### SOURCE MATERIAL
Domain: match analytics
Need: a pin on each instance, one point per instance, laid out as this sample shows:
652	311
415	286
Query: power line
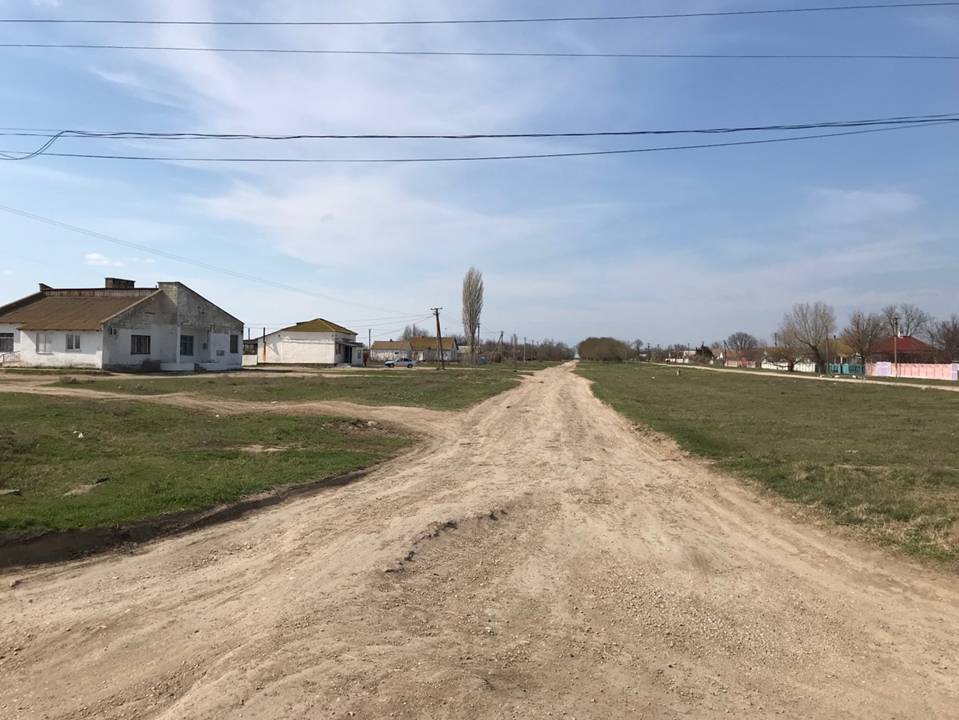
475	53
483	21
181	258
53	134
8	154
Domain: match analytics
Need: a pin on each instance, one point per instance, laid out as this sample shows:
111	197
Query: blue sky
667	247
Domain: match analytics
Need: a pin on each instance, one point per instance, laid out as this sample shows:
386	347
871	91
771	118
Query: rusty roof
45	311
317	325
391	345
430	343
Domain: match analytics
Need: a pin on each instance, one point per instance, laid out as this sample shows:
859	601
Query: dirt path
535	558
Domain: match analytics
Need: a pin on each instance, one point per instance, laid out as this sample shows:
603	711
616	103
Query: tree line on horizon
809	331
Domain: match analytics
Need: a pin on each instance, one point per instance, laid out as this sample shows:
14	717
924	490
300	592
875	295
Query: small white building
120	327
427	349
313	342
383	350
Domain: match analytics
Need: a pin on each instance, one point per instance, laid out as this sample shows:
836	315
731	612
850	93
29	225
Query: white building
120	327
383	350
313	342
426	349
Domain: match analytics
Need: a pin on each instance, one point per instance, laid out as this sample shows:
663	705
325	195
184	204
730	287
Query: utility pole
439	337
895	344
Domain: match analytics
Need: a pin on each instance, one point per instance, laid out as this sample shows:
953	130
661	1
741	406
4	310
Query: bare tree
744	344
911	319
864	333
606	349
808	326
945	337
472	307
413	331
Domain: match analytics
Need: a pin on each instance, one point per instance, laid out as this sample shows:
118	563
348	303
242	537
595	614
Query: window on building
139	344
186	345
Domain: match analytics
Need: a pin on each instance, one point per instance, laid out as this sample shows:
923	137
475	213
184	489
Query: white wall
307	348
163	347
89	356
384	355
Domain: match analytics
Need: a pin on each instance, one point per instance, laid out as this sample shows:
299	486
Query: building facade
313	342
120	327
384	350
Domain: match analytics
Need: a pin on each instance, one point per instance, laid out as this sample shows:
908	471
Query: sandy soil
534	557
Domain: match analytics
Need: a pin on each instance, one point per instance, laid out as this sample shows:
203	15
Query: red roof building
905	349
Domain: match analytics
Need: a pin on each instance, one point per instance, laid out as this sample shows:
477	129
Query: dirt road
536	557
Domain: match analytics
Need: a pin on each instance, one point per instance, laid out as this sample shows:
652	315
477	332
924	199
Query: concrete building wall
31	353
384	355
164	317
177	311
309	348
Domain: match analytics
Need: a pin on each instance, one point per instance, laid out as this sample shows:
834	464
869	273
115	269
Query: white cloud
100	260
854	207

==

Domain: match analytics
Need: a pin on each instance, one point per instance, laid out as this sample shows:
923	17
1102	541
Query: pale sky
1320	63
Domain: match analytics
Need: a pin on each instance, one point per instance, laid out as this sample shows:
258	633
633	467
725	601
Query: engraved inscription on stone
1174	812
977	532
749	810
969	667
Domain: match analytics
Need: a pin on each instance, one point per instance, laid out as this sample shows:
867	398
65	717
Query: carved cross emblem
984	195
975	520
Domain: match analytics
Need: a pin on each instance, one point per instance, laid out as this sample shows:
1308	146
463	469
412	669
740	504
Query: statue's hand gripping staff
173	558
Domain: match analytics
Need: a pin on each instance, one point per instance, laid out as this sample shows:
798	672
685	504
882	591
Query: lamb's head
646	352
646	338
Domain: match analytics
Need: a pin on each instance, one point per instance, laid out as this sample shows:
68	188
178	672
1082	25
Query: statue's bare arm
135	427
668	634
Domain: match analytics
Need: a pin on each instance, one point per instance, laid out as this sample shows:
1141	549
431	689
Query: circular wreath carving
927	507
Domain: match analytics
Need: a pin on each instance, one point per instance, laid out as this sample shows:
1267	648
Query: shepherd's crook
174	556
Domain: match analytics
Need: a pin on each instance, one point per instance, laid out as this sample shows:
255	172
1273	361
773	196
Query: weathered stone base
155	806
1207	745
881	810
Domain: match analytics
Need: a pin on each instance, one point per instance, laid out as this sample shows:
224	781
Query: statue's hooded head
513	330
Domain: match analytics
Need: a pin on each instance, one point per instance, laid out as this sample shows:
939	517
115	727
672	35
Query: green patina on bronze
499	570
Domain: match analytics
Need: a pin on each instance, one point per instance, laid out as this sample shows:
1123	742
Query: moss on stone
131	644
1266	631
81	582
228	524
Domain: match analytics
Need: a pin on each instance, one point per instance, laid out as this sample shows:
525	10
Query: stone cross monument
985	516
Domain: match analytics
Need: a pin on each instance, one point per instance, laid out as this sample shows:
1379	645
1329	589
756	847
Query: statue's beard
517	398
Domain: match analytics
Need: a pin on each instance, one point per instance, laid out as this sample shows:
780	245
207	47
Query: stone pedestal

### DIRECTION
Count how many lines in the rows above contain "tree", with case counting, and reply with only that number.

### COMPLETED EXERCISE
2